■ **DIRECTIVES**:
[1] Answer these questions about the MATLAB MEX post on shared data, one line each:
(a) In the struct example, which variable's data do all the fields point to?
(b) In mex_test.cpp, which call did the author replace with mxCreateReference?
(c) What value is assigned to len in mex_test.cpp?
[2] Carry the MATLAB MEX post on shared data further, starting right after its last line.

** Start EXTRACTED TEXT **

The same concept holds true for structure fields, so when we write:

x = rand(5000);
s = struct('a',x, 'b',x, 'c',x);

all the fields would point to the same copy of data in x..


EDIT:

I forgot to show the undocumented solution I mentioned :)

mex_test.cpp

#include "mex.h"

extern "C" mxArray* mxCreateReference(mxArray*);

void mexFunction(int nlhs, mxArray *plhs[], int nrhs, const mxArray *prhs[])
{
    mwSize len = 10;
    mxArray *arr = mxCreateCellMatrix(len, 1);
    mxArray *str = mxCreateString("Hello");
    for(mwIndex i=0; i<len; i++) {
        // I simply replaced the call to mxDuplicateArray here
        mxSetCell(arr, i, mxCreateReference(str));
    }
    mxDestroyArray(str);
    plhs[0] = arr;
}

MATLAB

>> %c = repmat({'Hello'}, 10, 1);
>> c = mex_test()

** End EXTRACTED TEXT **
** Start GIVEN RECORDS **

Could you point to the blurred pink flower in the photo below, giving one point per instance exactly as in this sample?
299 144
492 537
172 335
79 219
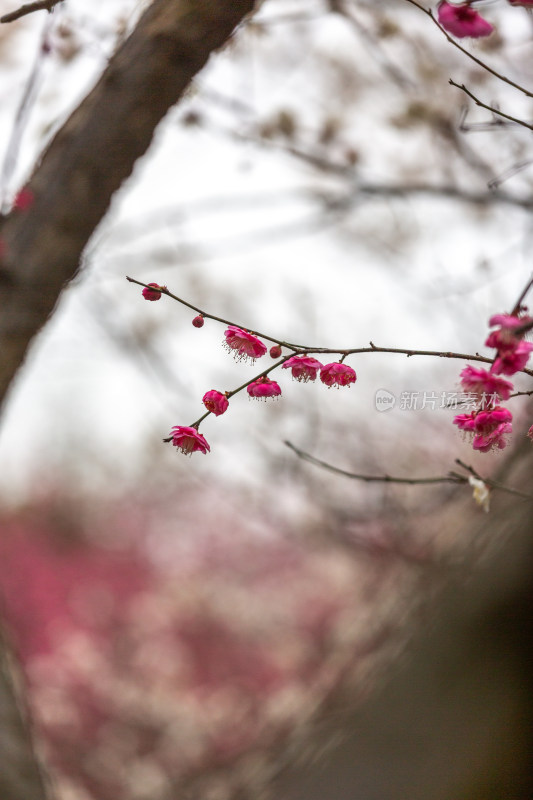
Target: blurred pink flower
488 427
303 368
463 21
505 336
513 360
216 402
152 294
482 382
188 440
466 422
496 439
245 345
337 374
263 388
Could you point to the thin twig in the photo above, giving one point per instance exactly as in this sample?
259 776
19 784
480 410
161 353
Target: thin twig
29 8
478 61
493 110
492 484
301 349
451 477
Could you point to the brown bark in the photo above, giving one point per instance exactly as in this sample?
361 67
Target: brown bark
93 153
86 162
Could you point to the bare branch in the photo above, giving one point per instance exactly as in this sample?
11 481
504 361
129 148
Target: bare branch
492 109
29 8
478 61
93 153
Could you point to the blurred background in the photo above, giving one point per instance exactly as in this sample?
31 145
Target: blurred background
197 627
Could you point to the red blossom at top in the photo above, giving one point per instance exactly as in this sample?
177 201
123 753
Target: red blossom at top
245 345
488 427
216 402
263 388
303 368
510 361
463 21
153 294
337 374
513 352
484 383
23 200
188 440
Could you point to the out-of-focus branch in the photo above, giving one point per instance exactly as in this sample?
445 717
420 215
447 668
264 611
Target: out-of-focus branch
463 50
29 8
492 109
20 775
94 153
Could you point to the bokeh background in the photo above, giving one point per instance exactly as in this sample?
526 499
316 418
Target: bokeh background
184 624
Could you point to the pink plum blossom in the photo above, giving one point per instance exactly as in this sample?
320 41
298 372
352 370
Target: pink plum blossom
513 360
216 402
153 294
245 345
263 388
488 427
506 335
463 20
496 439
303 368
188 440
484 383
337 374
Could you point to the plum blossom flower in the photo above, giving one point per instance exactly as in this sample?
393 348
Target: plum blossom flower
216 402
188 440
506 335
337 374
263 388
513 360
303 368
481 492
463 20
246 346
488 427
494 439
485 384
153 294
513 351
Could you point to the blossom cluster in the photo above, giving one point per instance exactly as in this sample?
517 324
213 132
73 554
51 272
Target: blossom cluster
489 424
462 20
245 346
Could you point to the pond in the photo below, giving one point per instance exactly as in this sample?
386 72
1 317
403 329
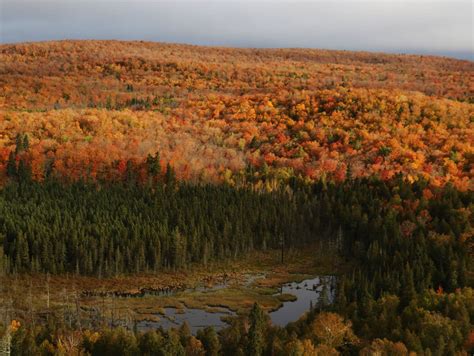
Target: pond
308 292
196 318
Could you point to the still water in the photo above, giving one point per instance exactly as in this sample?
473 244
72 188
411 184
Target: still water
308 292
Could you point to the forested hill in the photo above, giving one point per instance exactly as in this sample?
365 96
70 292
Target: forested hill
90 108
110 158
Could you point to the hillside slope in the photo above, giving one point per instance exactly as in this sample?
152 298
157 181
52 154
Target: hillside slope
89 107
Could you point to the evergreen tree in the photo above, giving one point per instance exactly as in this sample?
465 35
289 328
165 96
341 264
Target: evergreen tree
256 335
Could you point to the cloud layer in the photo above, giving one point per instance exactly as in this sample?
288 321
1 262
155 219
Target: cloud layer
443 27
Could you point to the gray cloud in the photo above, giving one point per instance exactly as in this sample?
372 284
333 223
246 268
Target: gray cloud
443 27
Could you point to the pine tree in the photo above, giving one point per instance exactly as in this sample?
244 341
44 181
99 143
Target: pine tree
256 335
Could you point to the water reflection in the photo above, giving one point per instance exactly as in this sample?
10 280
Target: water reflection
313 292
316 292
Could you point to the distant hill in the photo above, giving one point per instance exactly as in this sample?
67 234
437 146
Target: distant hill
89 107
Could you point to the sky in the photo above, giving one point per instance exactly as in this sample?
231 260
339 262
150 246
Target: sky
443 27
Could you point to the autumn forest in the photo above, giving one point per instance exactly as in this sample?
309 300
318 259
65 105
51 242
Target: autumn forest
130 166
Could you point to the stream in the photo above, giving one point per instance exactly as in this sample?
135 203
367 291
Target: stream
308 292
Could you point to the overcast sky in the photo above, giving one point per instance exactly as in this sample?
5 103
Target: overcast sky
416 26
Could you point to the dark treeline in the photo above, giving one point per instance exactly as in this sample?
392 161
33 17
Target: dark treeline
410 255
104 230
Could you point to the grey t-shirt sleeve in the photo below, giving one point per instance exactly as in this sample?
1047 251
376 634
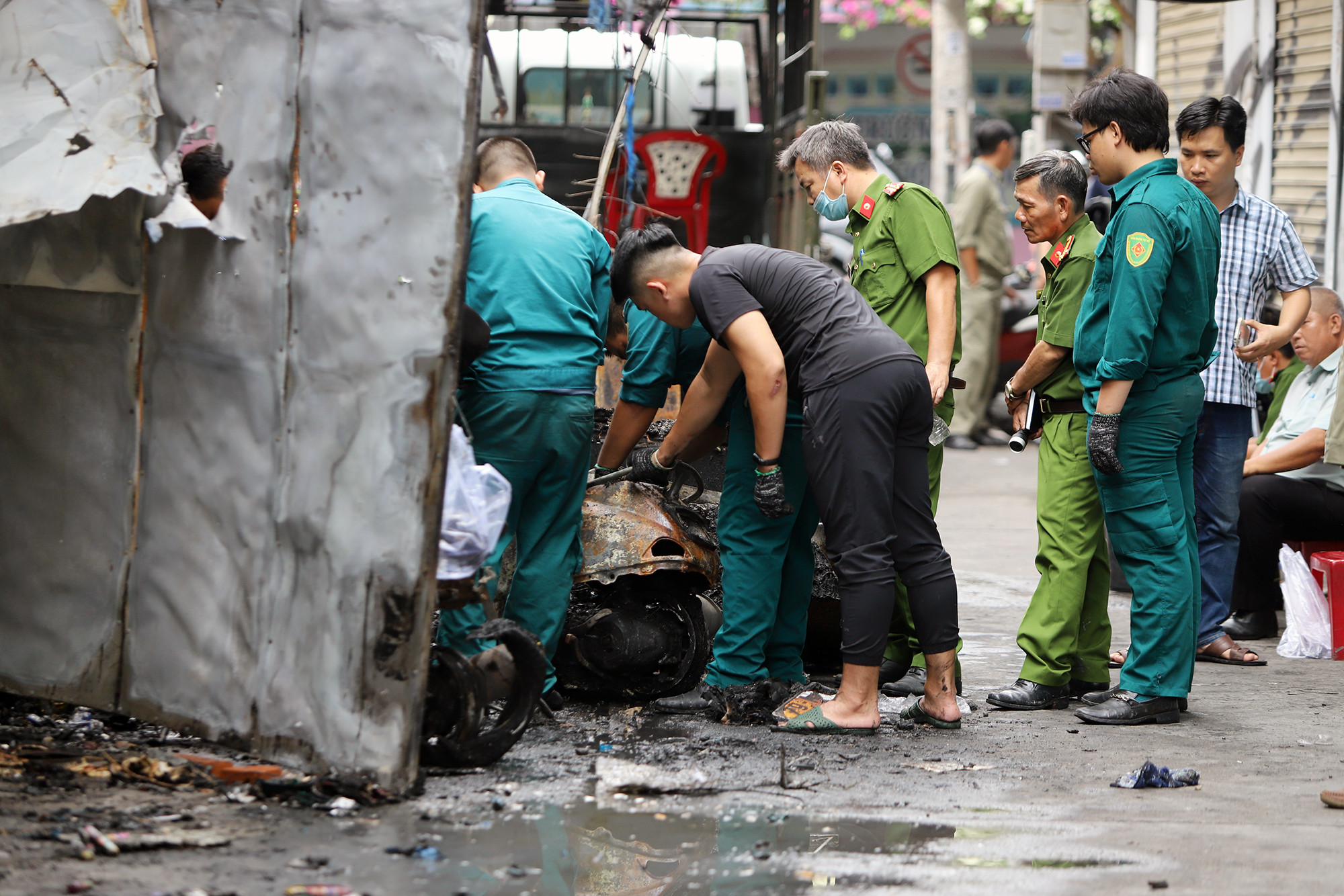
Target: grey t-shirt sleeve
721 298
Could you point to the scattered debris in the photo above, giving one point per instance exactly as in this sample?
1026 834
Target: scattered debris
1151 776
620 776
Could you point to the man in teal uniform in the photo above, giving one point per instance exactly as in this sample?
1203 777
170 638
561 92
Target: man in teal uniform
905 265
1144 334
529 398
768 565
1066 629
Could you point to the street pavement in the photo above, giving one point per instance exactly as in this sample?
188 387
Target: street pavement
608 799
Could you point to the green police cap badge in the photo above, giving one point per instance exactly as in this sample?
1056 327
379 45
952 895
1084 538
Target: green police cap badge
1138 249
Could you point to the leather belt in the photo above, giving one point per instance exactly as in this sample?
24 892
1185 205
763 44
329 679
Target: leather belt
1052 406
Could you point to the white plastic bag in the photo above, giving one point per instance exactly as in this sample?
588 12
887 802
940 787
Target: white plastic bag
476 500
1308 633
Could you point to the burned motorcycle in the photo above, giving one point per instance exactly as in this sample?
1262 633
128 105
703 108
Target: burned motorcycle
640 623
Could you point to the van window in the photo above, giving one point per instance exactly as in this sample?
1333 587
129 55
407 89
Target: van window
588 99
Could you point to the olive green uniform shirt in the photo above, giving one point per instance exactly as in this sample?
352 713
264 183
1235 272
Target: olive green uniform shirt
1148 315
982 221
1068 276
900 233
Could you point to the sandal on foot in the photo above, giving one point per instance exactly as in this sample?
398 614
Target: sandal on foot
821 726
916 714
1216 651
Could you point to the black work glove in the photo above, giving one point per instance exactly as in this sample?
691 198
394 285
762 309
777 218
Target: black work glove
1103 439
646 469
769 495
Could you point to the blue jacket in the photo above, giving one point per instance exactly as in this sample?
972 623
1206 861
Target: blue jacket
538 275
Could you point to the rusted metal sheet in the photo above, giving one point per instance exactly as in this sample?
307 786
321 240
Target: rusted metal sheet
631 530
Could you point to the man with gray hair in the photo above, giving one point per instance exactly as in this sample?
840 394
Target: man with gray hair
1290 494
1066 631
905 267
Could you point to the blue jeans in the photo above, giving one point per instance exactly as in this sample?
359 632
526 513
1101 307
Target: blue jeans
1220 453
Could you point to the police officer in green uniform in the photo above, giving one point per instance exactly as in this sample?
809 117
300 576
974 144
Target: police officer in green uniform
1144 334
1066 631
768 564
529 398
905 264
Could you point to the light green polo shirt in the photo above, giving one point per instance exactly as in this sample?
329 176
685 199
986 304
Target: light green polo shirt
1308 406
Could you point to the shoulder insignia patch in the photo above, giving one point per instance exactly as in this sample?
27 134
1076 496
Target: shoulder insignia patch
1061 253
1139 249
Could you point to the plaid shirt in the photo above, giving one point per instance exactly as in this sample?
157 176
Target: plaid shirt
1261 253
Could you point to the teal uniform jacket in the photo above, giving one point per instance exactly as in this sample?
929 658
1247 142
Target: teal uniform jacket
538 275
1148 315
659 357
1148 318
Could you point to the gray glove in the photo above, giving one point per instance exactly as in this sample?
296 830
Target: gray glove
1103 439
646 469
769 495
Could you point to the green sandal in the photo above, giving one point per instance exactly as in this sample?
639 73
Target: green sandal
821 726
916 714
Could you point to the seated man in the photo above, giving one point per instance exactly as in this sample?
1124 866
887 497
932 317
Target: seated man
1290 492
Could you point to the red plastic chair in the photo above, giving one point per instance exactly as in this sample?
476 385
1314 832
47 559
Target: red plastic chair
681 166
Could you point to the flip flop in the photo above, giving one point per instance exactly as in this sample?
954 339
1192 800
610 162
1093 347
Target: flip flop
821 726
1225 644
916 714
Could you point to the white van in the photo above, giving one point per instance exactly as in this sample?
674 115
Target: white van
576 79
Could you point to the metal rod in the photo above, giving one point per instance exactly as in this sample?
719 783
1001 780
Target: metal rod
651 32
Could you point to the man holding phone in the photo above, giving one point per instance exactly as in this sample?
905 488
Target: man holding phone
1261 253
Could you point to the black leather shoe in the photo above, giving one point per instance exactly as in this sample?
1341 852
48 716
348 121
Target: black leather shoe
1030 695
912 683
1097 698
890 672
1252 627
1079 690
701 699
1124 709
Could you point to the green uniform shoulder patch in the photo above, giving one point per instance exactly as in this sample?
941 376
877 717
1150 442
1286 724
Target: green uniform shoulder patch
1139 249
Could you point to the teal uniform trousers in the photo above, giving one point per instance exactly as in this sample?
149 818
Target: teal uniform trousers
1151 521
768 565
540 441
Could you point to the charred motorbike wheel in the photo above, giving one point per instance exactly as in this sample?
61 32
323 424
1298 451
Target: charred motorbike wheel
455 733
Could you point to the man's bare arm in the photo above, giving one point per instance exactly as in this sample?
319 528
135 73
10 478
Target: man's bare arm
702 402
941 307
1304 451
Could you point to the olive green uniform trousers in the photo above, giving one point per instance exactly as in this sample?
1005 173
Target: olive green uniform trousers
1066 629
1151 519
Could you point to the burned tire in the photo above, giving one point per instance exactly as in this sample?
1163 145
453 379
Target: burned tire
639 639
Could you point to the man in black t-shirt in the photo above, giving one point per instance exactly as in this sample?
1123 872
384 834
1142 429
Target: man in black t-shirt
791 324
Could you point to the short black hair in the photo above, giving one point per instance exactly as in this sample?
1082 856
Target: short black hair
991 134
1130 100
204 173
503 156
1209 112
631 253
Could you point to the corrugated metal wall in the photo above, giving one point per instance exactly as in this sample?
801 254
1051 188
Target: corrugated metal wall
1303 100
221 487
1190 53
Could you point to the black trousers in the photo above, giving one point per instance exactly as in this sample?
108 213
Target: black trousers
866 444
1276 510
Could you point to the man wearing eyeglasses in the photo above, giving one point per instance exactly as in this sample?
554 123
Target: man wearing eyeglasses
1144 334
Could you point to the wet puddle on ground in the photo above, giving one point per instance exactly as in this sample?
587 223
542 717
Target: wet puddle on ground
588 851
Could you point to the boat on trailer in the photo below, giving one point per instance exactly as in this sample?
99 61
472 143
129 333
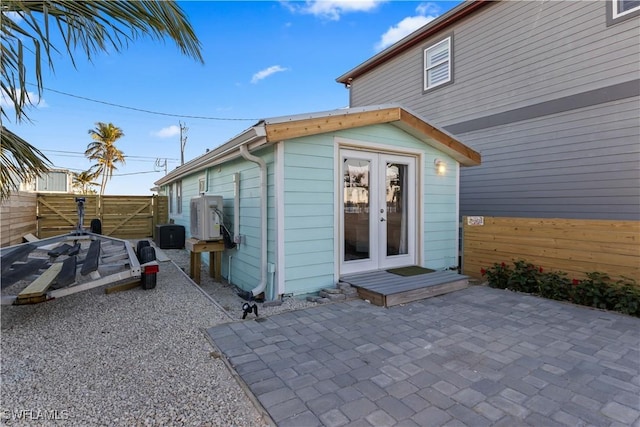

** End GIVEN RECORDS **

■ **ANSWERS IN ORDER**:
[1]
(a) x
(b) mxDuplicateArray
(c) 10

[2]
>> c{1} = 'bye'
>> clear c

The mxCreateReference function will increment the internal reference counter of the str array each time it is called, thus letting MATLAB know that there are other copies of it.

So when you clear the resulting cell arrays, it will in turn decrement this counter one for each cell, until the counter reaches 0 at which point it is safe to destroy the array in question.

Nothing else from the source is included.